• [Extracted information]
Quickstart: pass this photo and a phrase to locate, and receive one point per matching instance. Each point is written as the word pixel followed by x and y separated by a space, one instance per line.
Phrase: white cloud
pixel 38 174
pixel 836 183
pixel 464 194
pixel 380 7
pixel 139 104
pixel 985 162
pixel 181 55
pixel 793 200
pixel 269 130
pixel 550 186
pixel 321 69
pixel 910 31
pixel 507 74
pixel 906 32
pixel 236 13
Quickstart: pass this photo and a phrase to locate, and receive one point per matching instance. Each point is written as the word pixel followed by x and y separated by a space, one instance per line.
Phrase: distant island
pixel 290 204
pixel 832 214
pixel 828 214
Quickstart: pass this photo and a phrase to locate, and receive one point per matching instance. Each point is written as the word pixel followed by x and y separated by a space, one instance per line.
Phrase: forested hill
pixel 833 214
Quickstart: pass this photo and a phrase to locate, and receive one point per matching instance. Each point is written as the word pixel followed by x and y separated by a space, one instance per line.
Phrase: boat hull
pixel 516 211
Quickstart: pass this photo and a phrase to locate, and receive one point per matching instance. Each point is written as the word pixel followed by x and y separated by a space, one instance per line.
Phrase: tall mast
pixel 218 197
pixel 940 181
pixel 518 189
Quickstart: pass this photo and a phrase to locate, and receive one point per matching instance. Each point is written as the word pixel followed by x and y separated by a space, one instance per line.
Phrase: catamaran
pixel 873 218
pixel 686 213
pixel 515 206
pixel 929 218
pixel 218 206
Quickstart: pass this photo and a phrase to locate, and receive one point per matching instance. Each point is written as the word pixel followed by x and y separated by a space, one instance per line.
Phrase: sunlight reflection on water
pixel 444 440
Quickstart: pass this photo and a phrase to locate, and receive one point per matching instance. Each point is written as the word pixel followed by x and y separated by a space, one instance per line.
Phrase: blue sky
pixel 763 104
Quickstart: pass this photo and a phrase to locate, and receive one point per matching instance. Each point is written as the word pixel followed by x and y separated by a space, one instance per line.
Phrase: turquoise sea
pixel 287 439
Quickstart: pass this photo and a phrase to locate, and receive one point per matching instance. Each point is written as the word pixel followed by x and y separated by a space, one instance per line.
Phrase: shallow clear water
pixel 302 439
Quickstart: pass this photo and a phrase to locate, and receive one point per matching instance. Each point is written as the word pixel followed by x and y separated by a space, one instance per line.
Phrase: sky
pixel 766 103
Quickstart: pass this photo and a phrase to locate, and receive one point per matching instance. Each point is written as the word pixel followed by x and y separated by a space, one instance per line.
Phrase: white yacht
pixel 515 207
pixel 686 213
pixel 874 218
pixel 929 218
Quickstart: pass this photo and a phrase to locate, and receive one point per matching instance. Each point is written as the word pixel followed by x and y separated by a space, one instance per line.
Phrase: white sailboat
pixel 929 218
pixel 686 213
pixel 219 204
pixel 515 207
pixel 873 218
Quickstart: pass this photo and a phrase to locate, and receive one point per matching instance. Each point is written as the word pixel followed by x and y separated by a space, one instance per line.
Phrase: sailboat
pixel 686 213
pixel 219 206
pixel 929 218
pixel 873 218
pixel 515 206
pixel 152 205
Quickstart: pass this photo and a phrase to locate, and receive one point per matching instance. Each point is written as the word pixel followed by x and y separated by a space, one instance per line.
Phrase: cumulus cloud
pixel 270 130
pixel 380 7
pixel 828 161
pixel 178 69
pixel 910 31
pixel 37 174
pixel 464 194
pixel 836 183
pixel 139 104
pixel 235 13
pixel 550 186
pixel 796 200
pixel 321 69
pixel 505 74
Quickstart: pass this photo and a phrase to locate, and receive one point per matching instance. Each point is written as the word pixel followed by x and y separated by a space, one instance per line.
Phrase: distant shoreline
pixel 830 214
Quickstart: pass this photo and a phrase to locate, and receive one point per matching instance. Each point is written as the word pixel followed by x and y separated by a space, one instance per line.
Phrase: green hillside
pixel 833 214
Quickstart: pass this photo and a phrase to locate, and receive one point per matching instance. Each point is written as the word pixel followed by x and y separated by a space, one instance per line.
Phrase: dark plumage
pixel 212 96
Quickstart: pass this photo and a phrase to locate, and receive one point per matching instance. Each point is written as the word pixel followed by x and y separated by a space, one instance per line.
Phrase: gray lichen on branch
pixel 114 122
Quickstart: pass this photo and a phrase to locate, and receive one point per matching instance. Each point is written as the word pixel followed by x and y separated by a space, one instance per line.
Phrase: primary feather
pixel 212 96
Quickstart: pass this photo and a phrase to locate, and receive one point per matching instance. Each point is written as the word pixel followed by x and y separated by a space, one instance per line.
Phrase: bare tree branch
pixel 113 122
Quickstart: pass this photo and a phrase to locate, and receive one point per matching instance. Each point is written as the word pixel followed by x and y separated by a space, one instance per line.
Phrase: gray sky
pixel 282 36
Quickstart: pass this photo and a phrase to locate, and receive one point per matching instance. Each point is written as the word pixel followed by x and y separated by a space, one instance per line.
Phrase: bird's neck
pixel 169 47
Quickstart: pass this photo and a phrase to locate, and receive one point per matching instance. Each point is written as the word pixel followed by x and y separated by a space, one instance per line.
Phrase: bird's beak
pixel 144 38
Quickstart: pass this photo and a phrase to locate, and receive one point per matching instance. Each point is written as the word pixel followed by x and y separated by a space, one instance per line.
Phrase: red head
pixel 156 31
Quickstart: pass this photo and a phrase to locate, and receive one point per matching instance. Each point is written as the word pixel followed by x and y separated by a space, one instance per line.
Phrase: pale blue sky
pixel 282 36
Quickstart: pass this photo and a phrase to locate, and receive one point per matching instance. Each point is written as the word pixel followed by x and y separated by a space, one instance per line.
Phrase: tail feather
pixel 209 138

• [Task prompt] Return the full data, every line of it, with nothing altered.

• [Your response]
Quickstart: pass this photo and a phrase to locate, and receive one point per matching instance. Each point is written as the word pixel followed by x and y separated by a space, one instance per line.
Phrase: white cloud
pixel 38 174
pixel 836 183
pixel 464 194
pixel 380 7
pixel 139 104
pixel 985 162
pixel 181 55
pixel 793 200
pixel 269 130
pixel 550 186
pixel 321 69
pixel 910 31
pixel 507 74
pixel 906 32
pixel 236 13
Quickstart: pass this photo and a phrase to locate, and receive one point per matching instance. Each point is written as the word pixel followed by x and y separated by a space, one instance per line.
Phrase: distant island
pixel 290 204
pixel 832 214
pixel 828 214
Quickstart: pass this photo and a phrase to locate, and receive one point per matching instance. Each point is written as the word pixel followed by x and y separated by a space, one instance per line.
Phrase: forested hill
pixel 833 214
Quickstart: pass this photo and a phrase to locate, and receive one point per matching instance. Each point is written as the word pixel followed by x and y separated by a space, one instance per line.
Phrase: boat hull
pixel 516 211
Quickstart: pass this photo and a phrase to locate, and receive one point per matching instance. Each point is written as the word pixel followed by x and y separated by a space, one instance per line.
Phrase: tall mast
pixel 218 197
pixel 940 181
pixel 518 189
Quickstart: pass this photo and a phrase to locate, and receive one point per matching instance. Each point is written as the word pixel followed by x and y separated by a space, one instance per line.
Phrase: catamaran
pixel 873 218
pixel 686 213
pixel 515 206
pixel 929 218
pixel 218 206
Quickstart: pass this photo and a phrase to locate, and receive one point per matching instance. Each point is written as the word pixel followed by x and y separated by a space, one instance per line.
Phrase: sunlight reflection on water
pixel 444 440
Quickstart: pass this photo and a phrase to locate, and receive one point per matching instance. Each point is written as the word pixel followed by x and y separated by a space, one instance per line.
Phrase: blue sky
pixel 763 104
Quickstart: pass this photo and a phrase to locate, and receive one point per matching instance. Each point is written as the word pixel followed by x and y separated by a space, one instance per line.
Phrase: turquoise sea
pixel 287 439
Quickstart: pass this photo and a phrase to locate, and receive one point per matching instance. Each point is written as the word pixel followed by x and y separated by a space, one instance per line.
Phrase: shallow clear water
pixel 302 439
Quickstart: pass this photo and a phrase to locate, and receive one point per matching instance. Each point is written as the word pixel followed by x and y separated by a space, one instance per line.
Phrase: sky
pixel 766 103
Quickstart: pass this photo and a phrase to locate, and receive one point per matching instance. Each point is written as the word pixel followed by x and y separated by a space, one instance per line.
Phrase: white yacht
pixel 515 207
pixel 686 213
pixel 874 218
pixel 929 218
Quickstart: pass this photo and a phrase to locate, and receive one point per matching instance. Each point is written as the word pixel followed by x and y separated by a space, one instance per line.
Phrase: white sailboat
pixel 929 218
pixel 686 213
pixel 219 204
pixel 515 207
pixel 873 218
Quickstart: pass this photo and a phrase to locate, and receive one point per matching instance. Each point is written as the word pixel followed by x and y separated by a space, one instance per line.
Phrase: sailboat
pixel 686 213
pixel 219 206
pixel 929 218
pixel 873 218
pixel 515 206
pixel 152 205
Quickstart: pass this photo and a phrase to locate, and receive one point per matching instance. Each point is written as the word pixel followed by x and y separated by a space, one instance per line.
Phrase: cumulus cloud
pixel 270 130
pixel 380 7
pixel 828 161
pixel 178 69
pixel 910 31
pixel 37 174
pixel 464 194
pixel 836 183
pixel 139 104
pixel 235 13
pixel 550 186
pixel 796 200
pixel 321 69
pixel 505 74
Quickstart: pass this photo and a phrase to locate, and receive one point per matching instance. Each point is written as the word pixel followed by x and y separated by a space, one instance per line.
Phrase: distant shoreline
pixel 830 214
Quickstart: pass this photo and a phrase to locate, and receive one point per matching instance. Each point is written as the word pixel followed by x and y separated by a space, one instance per line.
Phrase: green hillside
pixel 833 214
Quickstart: pass this photo and a phrase to locate, and receive one point per matching instance. Each point is written as the word pixel followed by x and y separated by a space, one instance per line.
Phrase: dark plumage
pixel 212 96
Quickstart: pass this photo and a phrase to locate, and receive one point per matching instance. Each point is written as the word pixel followed by x and y separated by a space, one instance per line.
Phrase: gray lichen on branch
pixel 114 122
Quickstart: pass this photo and a phrase to locate, and receive one point per matching instance. Each point is written as the word pixel followed by x and y separated by a space, one instance per line.
Phrase: primary feather
pixel 212 96
Quickstart: pass this photo and a phrase to locate, and receive one point per matching instance. Each point is written as the word pixel followed by x and y separated by a space, one instance per line.
Phrase: bare tree branch
pixel 113 122
Quickstart: pass this photo and a phrase to locate, and receive one point per matching instance. Each point is written as the word pixel followed by x and y separated by a space, one instance per line.
Phrase: gray sky
pixel 282 36
Quickstart: pass this photo and a phrase to locate, and receive one point per matching instance. Each point is written as the word pixel followed by x and y separated by a space, one instance per line.
Phrase: bird's neck
pixel 169 47
Quickstart: pass this photo and a phrase to locate, and receive one point per matching instance. Each point is written as the word pixel followed by x and y separated by a space, one instance per line.
Phrase: bird's beak
pixel 144 38
Quickstart: pass this photo and a phrase to locate, and receive one point per matching instance. Each point is written as the word pixel followed by x and y separated by a space, one instance per line.
Phrase: red head
pixel 156 31
Quickstart: pass this photo and a phrase to locate, and receive one point per matching instance. Each point is written as the word pixel followed by x and y separated by a space, one instance per line.
Phrase: pale blue sky
pixel 282 36
Quickstart: pass this photo and a phrase to locate, and receive one point per matching instance. Each point is written as the word pixel followed by x and y separated by a space, one instance per line.
Phrase: tail feather
pixel 209 138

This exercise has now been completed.